El volantazo estadounidense a la política comercial supondría el fin de la era que inauguró Occidente tras la Segunda Guerra Mundial, cuando Estados Unidos aprovechó su hegemonía en el mundo para forjar el modelo de intercambio comercial que ha llegado hasta nuestros días.

Mientras la Administración Trump toma las primeras decisiones firmes, Merkel afronta su propio reto electoral en Alemania, donde se le acerca el cuarto y más difícil examen ante las urnas. Duramente criticada por su anuncio unilateral de acoger a un millón de refugiados sirios, la canciller contempla las legislativas de septiembre como el gran desafío de su carrera. La campaña antiinmigración, el otro mensaje con el que crece la derecha populista, se ha convertido en el verdadero reto para una Europa que afronta un difícil momento socioeconómico. Aunque el fácil reclamo de culpa al extranjero no sólo cala en países acuciados por la crisis de bienestar. Episodios de enfrentamiento racial, ataques protagonizados y sufridos por inmigrantes y episodios de violencia pro nazi, sitúan a Merkel sobre un barril de pólvora, en plena ola de inmigrantes procedente de Oriente Próximo, aunque la Unión haya logrado detener la avalancha con cuantiosas ayudas económicas a Turquía, que hace de estado tapón.

Al difícil entorno europeo se suma el crecimiento de puertas adentro de la antieuropeísta Alternativa para Alemania. La formación política germana, fiel representante de la derecha nacionalista, ha avanzado peligrosamente en algunos estados. El futuro del país pasa por la reelección de Merkel, igual que el de Europa.

Su papel protector de la UE se ha hecho más necesario tras la constatación de que el movimiento populista no se detiene. Después de la victoria de Trump en Estados Unidos, en un camino de ida y vuelta, el salto del Brexit británico al «trumpazo» en Washington tuvo su continuidad en forma de descalabro en la Roma eterna, donde Mateo Renzi sucumbía casi un mes más tarde, el 4 de diciembre, a manos de la consulta electoral que él mismo había planteado. Su reforma constitucional sucumbía. Otro referéndum, otro fracaso. Como si los políticos tradicionales de este Occidente en plena decadencia, se empecinaran en mantener un recurso democrático que no sólo carga el diablo, en expresión ya extendida en el mundo político, sino que se envenena por el efecto distorsionador de las redes sociales. Ni la maniobra de jugar con las mismas armas y vestirse de populista sirvió al socialdemócrata italiano para derrotar a los partidarios del «no», liderados por el Movimiento Cinco Estrellas de Giuseppe Grillo. Por enésima vez, la política clásica naufragaba, zarandeada por el empuje antisistema. En una situación tan cómica como la propia condición profesional de su propio verdugo, Renzi pasaba en dos años de ser el tercer treintañero más influyente del mundo a desaparecer por el sumidero de la historia política de Italia.

◆ Registros de señalamiento de objetos con nombre:

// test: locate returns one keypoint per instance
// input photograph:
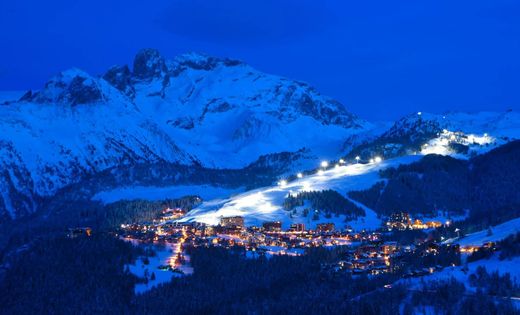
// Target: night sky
(382, 59)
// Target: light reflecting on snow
(266, 204)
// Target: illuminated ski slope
(266, 204)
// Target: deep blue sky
(381, 58)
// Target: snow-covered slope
(192, 109)
(461, 134)
(227, 113)
(266, 204)
(495, 234)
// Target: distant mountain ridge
(191, 110)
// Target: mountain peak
(148, 64)
(72, 86)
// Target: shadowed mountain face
(487, 185)
(190, 110)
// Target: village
(369, 252)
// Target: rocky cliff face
(190, 110)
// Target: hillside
(190, 110)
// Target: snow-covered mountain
(448, 134)
(191, 110)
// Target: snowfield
(498, 233)
(266, 204)
(206, 192)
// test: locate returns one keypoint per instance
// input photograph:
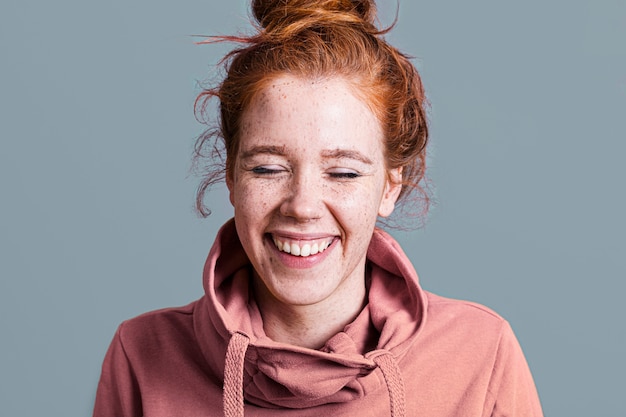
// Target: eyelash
(345, 175)
(264, 170)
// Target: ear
(392, 190)
(231, 188)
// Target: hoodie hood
(277, 375)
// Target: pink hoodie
(409, 353)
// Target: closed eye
(343, 173)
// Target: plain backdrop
(528, 102)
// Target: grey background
(96, 220)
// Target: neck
(309, 326)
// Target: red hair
(318, 39)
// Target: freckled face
(308, 183)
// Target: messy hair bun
(272, 13)
(318, 39)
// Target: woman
(309, 308)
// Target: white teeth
(307, 249)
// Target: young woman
(309, 309)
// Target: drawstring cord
(234, 368)
(395, 384)
(233, 375)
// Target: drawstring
(395, 385)
(233, 375)
(234, 368)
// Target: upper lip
(300, 236)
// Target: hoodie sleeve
(512, 391)
(118, 392)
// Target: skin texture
(310, 169)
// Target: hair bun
(280, 13)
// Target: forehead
(324, 112)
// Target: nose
(303, 199)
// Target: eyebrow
(346, 154)
(256, 150)
(326, 154)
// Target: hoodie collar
(278, 375)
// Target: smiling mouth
(302, 248)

◆ LISTA DE TAREAS:
- A) Responde con lo que dice el fragmento sobre el populismo en Europa:
(i) ¿A cuántos refugiados sirios anunció Merkel que acogería?
(ii) ¿Qué país hace de estado tapón?
(iii) ¿En qué fecha sucumbió Renzi en la consulta electoral que él mismo había planteado?
- B) Según el fragmento sobre el populismo en Europa, ¿por qué se ha vuelto más necesario el papel protector de Merkel en la UE? Explícalo en una a tres oraciones.
- C) Prolonga el fragmento sobre el populismo en Europa a partir de donde termina.
Los datos no tienen relación con el fragmento.

◆ RESPUESTAS:
- A)
(i) A un millón.
(ii) Turquía.
(iii) El 4 de diciembre.

- B) Se ha vuelto más necesario porque se ha constatado que el movimiento populista no se detiene. El fragmento lo muestra con la secuencia que va del Brexit a la victoria de Trump y después a la derrota de Renzi en su referéndum.

- C)
El mismo día que el populismo tumbaba a Renzi, el ultraderechista Norbert Hofer, líder del Partido de la Libertad, fracasaba en su intento de derrotar al establishment. Pero quien se convirtió en presidente no fue el candidato de una formación clásica, sino el de Los Verdes, Alexander Van der Bellen. Aunque el movimiento antiinmigración y antieuropeo no salió triunfante, había logrado previamente dejar sin segunda vuelta a los conservadores y a los socialdemócratas.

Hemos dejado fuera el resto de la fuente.